To be done:
Reproduce the material word for word, from the line containing "Where can you find the round" through the end of the material, including both ends.

========================

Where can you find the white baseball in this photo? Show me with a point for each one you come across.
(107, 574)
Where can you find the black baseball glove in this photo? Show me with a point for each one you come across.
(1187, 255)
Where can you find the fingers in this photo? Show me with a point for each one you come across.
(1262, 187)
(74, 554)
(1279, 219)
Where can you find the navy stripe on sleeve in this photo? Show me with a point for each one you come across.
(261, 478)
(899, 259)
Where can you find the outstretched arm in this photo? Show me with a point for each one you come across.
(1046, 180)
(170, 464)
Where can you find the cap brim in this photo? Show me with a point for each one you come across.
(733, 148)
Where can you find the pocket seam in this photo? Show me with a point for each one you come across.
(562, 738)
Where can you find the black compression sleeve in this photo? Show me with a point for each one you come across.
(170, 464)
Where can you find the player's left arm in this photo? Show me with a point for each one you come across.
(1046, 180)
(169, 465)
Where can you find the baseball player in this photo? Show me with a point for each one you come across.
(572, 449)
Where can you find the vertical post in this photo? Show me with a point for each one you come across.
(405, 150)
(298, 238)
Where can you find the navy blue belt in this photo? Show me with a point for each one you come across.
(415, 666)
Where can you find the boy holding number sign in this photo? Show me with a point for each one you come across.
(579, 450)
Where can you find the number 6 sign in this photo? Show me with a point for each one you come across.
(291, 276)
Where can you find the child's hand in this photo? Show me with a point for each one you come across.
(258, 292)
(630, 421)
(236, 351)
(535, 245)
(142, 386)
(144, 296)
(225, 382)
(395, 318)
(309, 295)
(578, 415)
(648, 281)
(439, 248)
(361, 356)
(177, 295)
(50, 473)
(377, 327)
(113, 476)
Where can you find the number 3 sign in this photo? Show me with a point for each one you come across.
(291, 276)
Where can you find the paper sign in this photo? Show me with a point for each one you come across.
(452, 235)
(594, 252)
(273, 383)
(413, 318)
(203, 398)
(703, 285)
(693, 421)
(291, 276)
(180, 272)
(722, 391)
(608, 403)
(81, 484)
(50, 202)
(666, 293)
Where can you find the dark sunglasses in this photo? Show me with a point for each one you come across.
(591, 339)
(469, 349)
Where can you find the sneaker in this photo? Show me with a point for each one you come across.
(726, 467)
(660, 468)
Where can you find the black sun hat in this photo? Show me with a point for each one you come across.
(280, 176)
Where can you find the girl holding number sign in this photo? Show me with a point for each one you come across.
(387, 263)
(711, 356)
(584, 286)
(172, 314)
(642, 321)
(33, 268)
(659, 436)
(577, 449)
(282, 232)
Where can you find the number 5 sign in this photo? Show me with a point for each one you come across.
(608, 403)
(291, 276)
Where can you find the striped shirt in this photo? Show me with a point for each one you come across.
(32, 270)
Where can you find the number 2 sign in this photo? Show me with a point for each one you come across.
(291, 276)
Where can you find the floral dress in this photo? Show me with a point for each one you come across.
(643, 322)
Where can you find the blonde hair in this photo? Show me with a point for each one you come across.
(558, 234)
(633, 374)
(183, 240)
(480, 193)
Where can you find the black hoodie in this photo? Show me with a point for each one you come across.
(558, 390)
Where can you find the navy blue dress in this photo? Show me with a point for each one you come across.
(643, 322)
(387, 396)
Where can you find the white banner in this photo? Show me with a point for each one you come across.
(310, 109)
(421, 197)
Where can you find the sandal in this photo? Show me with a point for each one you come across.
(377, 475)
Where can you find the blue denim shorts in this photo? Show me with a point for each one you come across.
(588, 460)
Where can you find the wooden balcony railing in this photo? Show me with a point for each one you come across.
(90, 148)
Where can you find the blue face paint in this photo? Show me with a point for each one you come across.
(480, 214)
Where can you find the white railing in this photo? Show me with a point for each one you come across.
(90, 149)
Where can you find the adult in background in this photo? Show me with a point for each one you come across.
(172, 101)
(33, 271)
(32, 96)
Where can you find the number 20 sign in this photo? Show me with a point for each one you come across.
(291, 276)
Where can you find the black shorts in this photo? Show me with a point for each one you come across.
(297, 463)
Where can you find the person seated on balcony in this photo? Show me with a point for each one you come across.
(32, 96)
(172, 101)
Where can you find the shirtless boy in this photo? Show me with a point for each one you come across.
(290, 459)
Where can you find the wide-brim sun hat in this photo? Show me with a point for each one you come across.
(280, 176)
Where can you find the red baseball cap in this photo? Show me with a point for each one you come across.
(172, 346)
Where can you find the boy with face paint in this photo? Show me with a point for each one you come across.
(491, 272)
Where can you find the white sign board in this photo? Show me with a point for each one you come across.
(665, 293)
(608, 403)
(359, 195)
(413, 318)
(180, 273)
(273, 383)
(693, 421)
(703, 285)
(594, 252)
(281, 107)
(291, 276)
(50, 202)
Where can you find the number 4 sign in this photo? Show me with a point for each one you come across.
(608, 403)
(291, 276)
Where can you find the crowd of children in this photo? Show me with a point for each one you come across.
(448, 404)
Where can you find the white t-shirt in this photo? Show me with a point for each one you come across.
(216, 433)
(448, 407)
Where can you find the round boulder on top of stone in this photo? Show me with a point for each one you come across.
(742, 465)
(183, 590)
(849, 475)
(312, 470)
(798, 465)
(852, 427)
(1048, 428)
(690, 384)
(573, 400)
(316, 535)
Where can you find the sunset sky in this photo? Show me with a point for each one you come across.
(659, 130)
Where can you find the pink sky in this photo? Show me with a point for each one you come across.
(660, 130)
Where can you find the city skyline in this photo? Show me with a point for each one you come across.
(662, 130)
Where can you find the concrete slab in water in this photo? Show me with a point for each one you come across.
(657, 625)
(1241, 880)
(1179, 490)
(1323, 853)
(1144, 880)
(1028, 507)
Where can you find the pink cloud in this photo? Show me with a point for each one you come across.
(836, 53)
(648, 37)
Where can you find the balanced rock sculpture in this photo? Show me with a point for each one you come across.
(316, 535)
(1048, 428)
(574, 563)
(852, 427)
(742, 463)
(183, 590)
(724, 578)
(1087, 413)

========================

Result below:
Where can you find the round boulder on top of stone in this photo? Show me with a point for each one you come across.
(742, 465)
(183, 590)
(849, 475)
(312, 470)
(798, 465)
(852, 427)
(1048, 428)
(690, 384)
(573, 400)
(316, 535)
Where can you find the sunset sky in this photo? Show me with a point for each one you come across.
(659, 130)
Where can you find the pink sky in this photo? Show me with a point for each one you come across.
(660, 130)
Where can you find the city skyline in this photo? Show me with a point for each one you come across.
(662, 130)
Where can you find the concrete slab in water in this photo? Show me with a point for each one you come across.
(657, 625)
(1241, 880)
(1179, 490)
(1323, 853)
(1144, 880)
(1028, 507)
Where can you find the pink cloud in this photo? Show me with a point for each one you come across.
(836, 53)
(648, 37)
Where can you find the balanced rock sculpture in this photo? Show me with a point for each one you come across.
(316, 535)
(1048, 428)
(574, 563)
(852, 427)
(742, 463)
(183, 590)
(724, 578)
(1087, 413)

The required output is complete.